_Exercise directions_
Find each line of the entries with the string "wetsuit", please, and copy it.
══ Input for this task
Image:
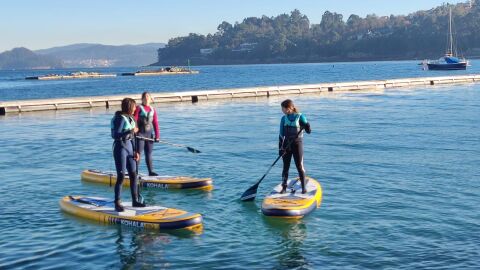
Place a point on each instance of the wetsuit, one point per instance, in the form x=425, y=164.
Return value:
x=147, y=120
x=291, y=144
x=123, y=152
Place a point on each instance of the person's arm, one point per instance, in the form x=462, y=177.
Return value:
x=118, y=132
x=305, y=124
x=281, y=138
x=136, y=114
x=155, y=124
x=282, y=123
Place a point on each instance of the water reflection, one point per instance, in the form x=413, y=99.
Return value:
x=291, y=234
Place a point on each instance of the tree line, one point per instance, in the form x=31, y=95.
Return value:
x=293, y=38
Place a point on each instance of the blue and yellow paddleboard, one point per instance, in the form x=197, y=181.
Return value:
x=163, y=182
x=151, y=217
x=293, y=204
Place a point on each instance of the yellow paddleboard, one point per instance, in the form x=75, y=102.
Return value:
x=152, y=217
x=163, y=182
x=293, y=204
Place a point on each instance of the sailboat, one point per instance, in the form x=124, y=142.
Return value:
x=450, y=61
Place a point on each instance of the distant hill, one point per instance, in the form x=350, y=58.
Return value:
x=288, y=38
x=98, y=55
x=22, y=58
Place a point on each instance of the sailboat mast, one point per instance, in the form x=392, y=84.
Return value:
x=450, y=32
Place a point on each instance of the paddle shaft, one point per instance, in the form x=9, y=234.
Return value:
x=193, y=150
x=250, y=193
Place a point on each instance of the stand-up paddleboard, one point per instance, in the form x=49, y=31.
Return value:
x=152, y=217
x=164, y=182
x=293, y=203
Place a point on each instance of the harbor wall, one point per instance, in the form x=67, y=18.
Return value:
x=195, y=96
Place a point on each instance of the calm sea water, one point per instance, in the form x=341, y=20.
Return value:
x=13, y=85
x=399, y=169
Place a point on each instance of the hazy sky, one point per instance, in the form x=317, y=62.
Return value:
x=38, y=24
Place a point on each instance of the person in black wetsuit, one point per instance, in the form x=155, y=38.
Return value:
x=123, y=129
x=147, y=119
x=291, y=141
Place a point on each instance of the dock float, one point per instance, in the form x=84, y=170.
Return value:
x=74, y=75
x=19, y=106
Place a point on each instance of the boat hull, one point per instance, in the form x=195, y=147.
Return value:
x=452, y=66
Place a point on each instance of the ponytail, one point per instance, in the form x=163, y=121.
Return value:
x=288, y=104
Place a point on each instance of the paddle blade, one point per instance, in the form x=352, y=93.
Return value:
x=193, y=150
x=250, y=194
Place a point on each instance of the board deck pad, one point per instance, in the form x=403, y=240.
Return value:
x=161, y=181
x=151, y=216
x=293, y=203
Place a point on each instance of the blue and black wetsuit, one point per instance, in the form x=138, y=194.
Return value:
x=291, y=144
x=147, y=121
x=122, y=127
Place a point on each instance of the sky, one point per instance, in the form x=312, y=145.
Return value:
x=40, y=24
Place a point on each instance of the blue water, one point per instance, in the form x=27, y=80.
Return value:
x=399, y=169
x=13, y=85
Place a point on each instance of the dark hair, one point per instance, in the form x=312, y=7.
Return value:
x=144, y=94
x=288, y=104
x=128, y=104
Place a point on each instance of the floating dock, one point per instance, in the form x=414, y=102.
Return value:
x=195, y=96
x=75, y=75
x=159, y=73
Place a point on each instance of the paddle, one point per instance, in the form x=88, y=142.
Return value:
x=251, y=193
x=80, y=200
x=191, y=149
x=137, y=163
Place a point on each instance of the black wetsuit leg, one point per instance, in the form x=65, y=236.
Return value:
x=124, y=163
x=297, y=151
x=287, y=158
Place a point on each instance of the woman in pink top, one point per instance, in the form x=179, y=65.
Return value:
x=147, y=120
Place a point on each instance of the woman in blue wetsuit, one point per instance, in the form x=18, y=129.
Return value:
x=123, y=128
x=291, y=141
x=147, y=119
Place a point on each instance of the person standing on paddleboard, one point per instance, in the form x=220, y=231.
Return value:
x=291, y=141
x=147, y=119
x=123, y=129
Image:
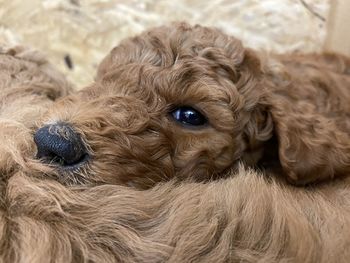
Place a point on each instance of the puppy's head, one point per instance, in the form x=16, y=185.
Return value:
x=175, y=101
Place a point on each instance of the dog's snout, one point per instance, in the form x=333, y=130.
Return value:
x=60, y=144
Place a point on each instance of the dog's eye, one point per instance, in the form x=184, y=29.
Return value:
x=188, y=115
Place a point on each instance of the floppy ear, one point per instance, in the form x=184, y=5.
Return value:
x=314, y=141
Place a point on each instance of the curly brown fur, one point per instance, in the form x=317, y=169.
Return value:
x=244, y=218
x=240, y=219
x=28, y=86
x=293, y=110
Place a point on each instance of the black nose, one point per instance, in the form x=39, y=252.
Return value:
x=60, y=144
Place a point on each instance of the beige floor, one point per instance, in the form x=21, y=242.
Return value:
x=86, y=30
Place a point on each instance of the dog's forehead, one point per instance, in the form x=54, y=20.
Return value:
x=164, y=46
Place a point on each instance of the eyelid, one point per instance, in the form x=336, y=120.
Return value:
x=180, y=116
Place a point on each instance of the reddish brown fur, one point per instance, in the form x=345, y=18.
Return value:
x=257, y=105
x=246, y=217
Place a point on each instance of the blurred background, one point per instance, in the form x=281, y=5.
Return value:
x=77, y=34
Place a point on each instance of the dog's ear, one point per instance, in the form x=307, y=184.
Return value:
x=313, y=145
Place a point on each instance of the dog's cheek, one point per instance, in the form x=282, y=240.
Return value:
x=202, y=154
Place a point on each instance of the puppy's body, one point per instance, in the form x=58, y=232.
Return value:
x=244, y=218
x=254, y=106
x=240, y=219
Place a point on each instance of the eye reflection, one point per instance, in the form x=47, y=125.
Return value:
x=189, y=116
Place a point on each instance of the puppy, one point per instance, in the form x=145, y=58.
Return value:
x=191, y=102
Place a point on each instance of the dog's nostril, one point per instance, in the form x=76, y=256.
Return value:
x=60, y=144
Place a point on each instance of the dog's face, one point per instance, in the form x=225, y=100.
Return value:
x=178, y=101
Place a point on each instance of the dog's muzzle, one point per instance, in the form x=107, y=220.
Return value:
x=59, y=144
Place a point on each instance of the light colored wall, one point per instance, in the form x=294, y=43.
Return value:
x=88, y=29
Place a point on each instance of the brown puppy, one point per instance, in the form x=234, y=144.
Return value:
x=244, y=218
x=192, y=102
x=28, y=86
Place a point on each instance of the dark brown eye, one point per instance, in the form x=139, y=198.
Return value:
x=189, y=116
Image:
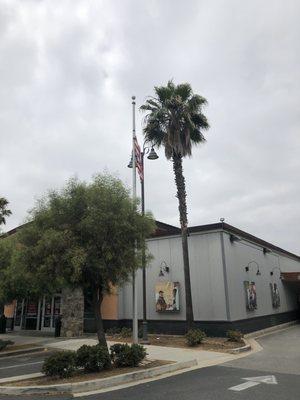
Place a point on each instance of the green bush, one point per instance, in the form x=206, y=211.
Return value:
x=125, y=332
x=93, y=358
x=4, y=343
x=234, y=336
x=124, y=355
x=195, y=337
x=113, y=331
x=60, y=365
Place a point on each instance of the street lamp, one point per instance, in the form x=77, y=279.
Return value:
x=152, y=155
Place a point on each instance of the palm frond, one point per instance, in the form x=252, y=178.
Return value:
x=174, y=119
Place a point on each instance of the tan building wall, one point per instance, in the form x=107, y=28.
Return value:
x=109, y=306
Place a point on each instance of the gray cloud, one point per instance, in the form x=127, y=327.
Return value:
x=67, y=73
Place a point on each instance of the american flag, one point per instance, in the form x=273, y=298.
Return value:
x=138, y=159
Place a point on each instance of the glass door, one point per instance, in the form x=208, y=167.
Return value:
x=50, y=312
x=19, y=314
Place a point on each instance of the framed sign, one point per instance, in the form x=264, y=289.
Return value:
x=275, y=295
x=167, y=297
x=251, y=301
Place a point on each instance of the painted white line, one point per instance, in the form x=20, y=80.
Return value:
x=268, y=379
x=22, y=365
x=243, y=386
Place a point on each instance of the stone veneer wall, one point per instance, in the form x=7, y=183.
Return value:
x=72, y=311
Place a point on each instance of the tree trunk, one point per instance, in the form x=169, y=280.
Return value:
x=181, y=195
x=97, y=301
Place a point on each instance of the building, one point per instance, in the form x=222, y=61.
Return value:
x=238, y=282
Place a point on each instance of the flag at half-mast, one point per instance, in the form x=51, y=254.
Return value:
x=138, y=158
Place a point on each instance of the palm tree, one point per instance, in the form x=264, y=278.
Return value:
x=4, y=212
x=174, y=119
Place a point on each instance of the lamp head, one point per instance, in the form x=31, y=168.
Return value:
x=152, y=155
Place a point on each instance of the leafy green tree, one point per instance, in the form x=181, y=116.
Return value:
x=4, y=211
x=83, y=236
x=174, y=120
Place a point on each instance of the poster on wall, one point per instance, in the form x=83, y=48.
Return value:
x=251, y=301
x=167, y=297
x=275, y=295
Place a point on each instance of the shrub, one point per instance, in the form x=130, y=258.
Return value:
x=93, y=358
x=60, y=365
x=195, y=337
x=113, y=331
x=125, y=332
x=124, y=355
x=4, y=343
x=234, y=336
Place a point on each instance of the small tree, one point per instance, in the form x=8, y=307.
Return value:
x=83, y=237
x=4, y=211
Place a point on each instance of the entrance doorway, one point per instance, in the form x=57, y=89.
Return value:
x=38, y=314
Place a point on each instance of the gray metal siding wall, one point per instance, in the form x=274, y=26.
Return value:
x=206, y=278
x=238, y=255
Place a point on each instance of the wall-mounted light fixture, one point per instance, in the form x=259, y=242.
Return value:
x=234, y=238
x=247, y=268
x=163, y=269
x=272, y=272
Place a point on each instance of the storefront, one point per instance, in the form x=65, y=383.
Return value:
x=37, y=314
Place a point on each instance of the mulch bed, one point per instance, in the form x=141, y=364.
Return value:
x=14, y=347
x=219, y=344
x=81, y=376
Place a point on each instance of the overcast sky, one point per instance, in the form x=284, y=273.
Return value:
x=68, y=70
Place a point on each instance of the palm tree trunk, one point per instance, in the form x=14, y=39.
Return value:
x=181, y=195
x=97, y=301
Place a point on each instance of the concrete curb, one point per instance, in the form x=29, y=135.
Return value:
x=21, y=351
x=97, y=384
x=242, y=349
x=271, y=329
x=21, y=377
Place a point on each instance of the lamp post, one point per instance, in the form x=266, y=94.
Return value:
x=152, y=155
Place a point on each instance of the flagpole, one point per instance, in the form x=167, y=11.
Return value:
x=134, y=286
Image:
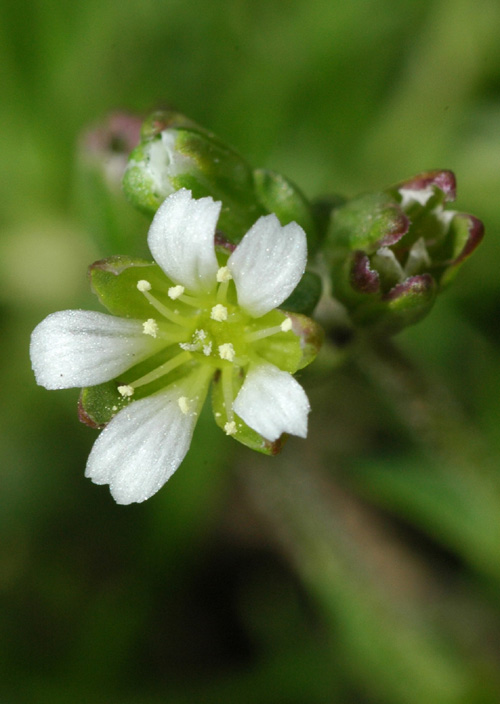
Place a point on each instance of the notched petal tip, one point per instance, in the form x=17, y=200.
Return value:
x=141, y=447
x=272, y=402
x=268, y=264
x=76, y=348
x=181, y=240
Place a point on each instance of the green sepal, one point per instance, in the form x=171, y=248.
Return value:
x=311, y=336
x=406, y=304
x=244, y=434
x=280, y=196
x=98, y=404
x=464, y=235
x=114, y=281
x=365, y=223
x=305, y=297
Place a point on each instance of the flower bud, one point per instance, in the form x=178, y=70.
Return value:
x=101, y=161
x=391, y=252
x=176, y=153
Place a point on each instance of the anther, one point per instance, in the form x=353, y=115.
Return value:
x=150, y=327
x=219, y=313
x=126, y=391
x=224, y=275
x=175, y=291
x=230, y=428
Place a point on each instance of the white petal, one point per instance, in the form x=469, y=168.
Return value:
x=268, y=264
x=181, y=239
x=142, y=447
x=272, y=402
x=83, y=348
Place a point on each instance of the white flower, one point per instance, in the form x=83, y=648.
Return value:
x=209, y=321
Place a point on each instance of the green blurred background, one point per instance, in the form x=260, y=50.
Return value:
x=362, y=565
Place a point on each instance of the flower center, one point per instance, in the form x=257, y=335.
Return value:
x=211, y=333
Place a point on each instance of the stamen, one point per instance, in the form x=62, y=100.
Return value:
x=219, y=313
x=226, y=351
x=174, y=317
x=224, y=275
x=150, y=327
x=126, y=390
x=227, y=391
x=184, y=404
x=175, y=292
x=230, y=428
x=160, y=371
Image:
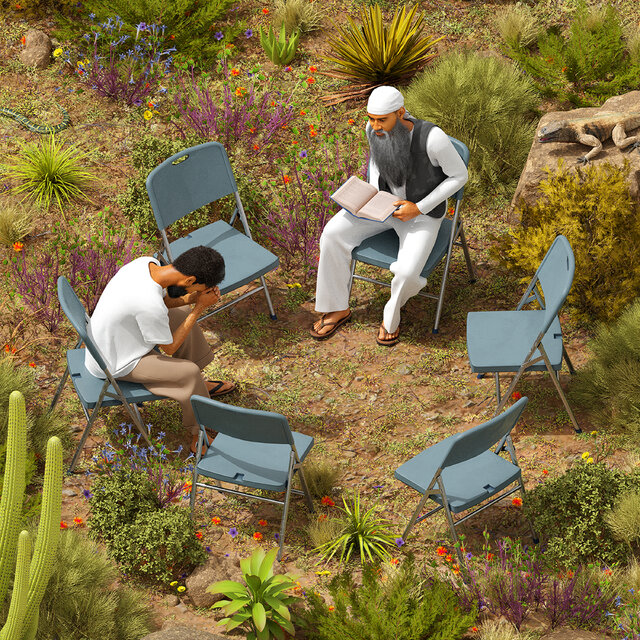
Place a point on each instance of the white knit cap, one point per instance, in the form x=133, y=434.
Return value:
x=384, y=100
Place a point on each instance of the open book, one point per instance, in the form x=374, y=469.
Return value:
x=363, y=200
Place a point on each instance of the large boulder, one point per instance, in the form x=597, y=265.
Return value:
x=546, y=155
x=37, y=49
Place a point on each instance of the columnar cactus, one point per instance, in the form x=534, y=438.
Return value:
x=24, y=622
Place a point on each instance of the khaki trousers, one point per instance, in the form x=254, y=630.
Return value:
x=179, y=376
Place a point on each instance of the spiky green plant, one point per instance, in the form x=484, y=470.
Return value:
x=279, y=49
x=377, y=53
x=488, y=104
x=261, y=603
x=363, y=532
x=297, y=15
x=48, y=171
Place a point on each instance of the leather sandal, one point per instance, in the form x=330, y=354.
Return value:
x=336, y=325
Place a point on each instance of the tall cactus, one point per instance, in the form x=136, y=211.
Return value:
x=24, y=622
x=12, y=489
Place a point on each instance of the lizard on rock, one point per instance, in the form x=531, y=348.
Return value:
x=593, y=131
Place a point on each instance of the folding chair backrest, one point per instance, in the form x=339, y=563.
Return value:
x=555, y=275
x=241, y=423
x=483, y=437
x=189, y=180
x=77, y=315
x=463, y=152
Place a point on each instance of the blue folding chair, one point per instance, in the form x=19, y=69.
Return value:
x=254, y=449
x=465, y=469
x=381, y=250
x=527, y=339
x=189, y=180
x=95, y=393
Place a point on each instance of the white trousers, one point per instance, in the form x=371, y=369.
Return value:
════
_Response_
Place a point on each instance of the wetsuit, one point per instance, in the form x=425, y=164.
Place a point on each instance of the person in black wetsuit, one point per instance, in the form x=155, y=38.
Place a point on each instance of the blue and black wetsuit, one point per instance, in the form x=138, y=194.
Place a point on each instance of the black wetsuit leg, one point per instance, in the form x=65, y=236.
Place a point on each instance of the woman in blue wetsuit, one point per instance, in the form x=18, y=129.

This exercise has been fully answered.